__THE REQUEST__
Return, unchanged, each line of the rows below that contains the word "lamp".
========================
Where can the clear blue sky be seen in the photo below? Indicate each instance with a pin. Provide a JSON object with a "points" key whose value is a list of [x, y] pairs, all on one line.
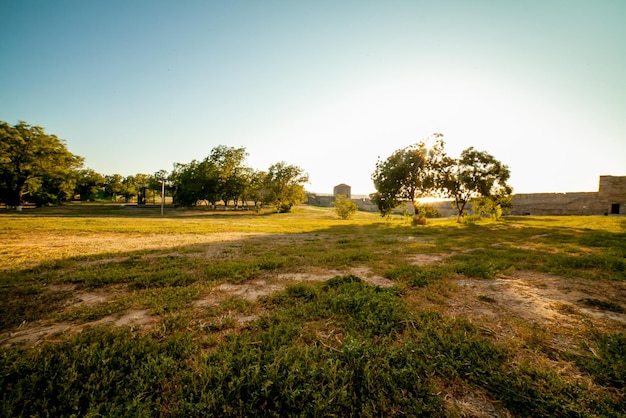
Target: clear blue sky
{"points": [[136, 86]]}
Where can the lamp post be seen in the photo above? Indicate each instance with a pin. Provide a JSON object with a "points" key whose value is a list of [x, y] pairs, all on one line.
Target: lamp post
{"points": [[162, 195]]}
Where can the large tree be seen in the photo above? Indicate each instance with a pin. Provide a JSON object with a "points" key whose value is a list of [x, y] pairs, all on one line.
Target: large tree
{"points": [[408, 174], [114, 185], [476, 176], [33, 162], [89, 183], [284, 186]]}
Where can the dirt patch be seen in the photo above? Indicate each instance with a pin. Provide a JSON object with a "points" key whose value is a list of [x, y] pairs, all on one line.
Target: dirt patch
{"points": [[364, 273], [543, 299], [424, 259], [89, 299], [28, 334], [251, 290]]}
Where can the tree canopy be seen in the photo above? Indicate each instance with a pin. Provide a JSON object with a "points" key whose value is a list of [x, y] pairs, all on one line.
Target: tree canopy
{"points": [[284, 185], [36, 164], [425, 170], [476, 176], [408, 174]]}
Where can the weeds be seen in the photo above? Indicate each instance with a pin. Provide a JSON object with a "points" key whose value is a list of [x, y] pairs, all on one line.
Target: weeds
{"points": [[335, 348]]}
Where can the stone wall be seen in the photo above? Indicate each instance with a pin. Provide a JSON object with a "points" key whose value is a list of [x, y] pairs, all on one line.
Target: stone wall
{"points": [[609, 199], [586, 203]]}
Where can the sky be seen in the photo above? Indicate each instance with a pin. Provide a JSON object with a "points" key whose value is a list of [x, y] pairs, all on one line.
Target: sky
{"points": [[330, 86]]}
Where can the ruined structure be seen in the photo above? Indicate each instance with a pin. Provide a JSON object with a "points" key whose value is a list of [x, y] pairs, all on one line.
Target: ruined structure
{"points": [[610, 199], [343, 189]]}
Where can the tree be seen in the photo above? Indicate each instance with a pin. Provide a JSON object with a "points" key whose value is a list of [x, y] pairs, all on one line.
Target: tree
{"points": [[284, 185], [344, 207], [89, 183], [114, 185], [256, 190], [33, 162], [476, 175], [408, 174], [142, 185], [230, 171]]}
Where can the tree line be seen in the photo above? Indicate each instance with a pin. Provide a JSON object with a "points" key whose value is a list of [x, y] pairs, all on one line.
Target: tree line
{"points": [[425, 170], [37, 167]]}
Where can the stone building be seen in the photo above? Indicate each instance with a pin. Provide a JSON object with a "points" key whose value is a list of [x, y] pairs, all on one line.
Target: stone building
{"points": [[343, 189], [609, 199]]}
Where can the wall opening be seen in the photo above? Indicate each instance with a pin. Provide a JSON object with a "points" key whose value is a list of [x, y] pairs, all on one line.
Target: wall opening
{"points": [[614, 208]]}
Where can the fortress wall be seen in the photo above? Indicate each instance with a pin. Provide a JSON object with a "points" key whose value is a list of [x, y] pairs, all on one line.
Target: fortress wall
{"points": [[609, 199], [612, 189], [584, 203]]}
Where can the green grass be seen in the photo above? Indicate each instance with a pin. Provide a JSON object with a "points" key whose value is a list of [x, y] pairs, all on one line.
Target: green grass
{"points": [[335, 347]]}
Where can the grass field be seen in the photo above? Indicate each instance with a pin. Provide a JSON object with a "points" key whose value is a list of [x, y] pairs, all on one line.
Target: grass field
{"points": [[117, 311]]}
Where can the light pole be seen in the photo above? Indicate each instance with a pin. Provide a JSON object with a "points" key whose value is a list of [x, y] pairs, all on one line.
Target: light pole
{"points": [[162, 195]]}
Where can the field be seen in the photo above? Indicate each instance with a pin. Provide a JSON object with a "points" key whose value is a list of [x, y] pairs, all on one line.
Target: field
{"points": [[117, 311]]}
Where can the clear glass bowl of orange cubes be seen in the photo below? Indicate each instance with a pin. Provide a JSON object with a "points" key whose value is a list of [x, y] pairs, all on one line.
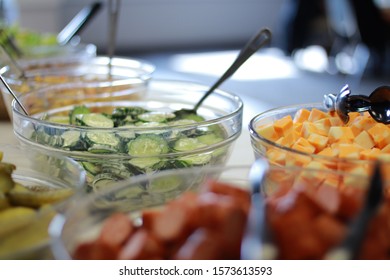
========================
__REPLY TO THE TASK__
Where can the lamp post be seen in the photo above? Indicate each instance with a pin. Provide a JSON object with a "points" key whose value is a list of [x, y] pairs, all on one line.
Target: lamp post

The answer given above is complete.